Exercise instructions
Repeat exactly the lines of the listing from the line containing "In this exercise you will identify every instance of the big" through its last line, and nothing beyond them.

Raw records
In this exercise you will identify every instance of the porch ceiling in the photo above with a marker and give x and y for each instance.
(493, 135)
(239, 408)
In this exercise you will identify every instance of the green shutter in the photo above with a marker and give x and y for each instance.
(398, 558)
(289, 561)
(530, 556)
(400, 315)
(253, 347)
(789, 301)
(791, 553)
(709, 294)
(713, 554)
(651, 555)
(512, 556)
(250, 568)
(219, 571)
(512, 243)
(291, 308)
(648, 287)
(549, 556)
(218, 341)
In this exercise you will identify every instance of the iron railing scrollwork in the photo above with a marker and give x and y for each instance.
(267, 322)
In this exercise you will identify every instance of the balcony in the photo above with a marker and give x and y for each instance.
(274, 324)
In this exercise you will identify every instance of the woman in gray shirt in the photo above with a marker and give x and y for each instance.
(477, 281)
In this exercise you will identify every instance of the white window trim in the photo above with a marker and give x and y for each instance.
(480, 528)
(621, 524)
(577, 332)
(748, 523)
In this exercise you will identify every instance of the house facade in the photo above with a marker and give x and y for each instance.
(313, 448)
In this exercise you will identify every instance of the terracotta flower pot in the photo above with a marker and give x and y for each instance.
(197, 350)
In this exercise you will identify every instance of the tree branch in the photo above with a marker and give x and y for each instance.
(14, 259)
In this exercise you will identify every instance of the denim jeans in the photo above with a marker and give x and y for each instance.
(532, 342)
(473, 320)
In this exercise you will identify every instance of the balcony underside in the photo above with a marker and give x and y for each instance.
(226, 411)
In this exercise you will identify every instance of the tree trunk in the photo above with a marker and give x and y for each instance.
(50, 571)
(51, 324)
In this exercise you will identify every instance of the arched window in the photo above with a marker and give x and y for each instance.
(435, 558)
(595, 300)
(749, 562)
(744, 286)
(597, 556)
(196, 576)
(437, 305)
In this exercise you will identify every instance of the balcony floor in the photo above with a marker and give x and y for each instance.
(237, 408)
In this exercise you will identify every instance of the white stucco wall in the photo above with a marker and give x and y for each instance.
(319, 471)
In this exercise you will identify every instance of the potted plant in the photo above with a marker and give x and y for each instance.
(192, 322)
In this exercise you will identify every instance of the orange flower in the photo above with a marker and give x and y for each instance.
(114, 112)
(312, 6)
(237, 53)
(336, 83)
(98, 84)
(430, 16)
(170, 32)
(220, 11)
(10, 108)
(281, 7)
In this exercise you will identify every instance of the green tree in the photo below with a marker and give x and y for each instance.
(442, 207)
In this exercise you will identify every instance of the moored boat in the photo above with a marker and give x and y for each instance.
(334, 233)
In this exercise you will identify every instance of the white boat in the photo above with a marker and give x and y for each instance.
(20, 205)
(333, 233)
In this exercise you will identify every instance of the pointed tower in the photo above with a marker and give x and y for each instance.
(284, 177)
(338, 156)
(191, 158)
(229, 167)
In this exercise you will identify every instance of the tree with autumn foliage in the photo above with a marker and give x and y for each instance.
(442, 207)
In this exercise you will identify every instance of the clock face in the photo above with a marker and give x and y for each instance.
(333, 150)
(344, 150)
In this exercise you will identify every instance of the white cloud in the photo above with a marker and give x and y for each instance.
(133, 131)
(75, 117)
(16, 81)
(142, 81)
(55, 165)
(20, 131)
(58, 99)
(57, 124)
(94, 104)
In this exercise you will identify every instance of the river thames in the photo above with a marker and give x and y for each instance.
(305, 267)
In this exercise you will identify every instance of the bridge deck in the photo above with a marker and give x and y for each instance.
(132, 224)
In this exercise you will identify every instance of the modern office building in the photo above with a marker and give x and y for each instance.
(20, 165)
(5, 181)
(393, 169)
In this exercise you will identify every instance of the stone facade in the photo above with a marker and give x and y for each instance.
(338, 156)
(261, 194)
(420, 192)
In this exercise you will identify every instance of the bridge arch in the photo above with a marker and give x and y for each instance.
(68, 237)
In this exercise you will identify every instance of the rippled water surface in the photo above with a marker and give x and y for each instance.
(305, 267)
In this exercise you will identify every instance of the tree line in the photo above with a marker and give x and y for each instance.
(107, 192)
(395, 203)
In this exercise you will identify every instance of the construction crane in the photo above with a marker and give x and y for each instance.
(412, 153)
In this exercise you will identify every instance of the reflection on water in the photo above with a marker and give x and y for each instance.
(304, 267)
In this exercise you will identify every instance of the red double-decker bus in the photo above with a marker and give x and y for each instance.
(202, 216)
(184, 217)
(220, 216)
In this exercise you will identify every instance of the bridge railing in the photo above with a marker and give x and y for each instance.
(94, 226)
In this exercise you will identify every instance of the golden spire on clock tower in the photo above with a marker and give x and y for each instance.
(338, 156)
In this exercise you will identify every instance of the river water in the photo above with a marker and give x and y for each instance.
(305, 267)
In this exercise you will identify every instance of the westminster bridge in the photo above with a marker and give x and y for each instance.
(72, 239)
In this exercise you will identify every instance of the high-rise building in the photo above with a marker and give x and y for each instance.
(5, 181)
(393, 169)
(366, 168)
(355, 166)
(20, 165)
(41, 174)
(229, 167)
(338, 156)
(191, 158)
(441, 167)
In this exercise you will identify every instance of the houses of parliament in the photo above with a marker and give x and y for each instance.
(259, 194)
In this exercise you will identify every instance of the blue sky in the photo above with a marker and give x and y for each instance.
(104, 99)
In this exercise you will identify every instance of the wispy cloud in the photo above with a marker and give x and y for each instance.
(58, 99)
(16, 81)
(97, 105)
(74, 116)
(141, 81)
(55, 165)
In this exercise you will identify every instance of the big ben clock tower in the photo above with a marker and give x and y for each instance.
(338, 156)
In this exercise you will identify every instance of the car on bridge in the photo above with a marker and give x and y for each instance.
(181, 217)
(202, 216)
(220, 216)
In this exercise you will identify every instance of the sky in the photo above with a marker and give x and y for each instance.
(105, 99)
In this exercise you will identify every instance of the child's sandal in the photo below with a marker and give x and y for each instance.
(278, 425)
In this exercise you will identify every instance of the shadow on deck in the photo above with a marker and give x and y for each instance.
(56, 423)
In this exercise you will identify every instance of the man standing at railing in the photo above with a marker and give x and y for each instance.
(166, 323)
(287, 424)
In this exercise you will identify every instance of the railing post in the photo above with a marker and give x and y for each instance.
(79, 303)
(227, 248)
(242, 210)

Response
In this exercise you will identify every instance of the big ben clock tower in the photo above with a marker and give x and y for each instance.
(338, 156)
In this exercise you will identify every instance of the car on bridge in the photo above with a marker and give x and y for each instance.
(181, 217)
(202, 216)
(220, 216)
In this exercise you will identify every instance of the sky in the photo above with a marker and give x and y for each instance.
(105, 99)
In this exercise you will identify every instance of the child's sandal in the photo below with a marker and give x and y for each instance.
(278, 425)
In this exercise you will identify every instance of the shadow on deck in the photo above with a marker and give x and y for each instance.
(56, 423)
In this exercise you will identify every instance of the man standing at railing in the photo above with a marker and give x and y for each instance.
(166, 323)
(287, 424)
In this exercise you will identify every instance of the railing post in the photo above with a marker and give x and y for each instance.
(79, 303)
(227, 248)
(242, 210)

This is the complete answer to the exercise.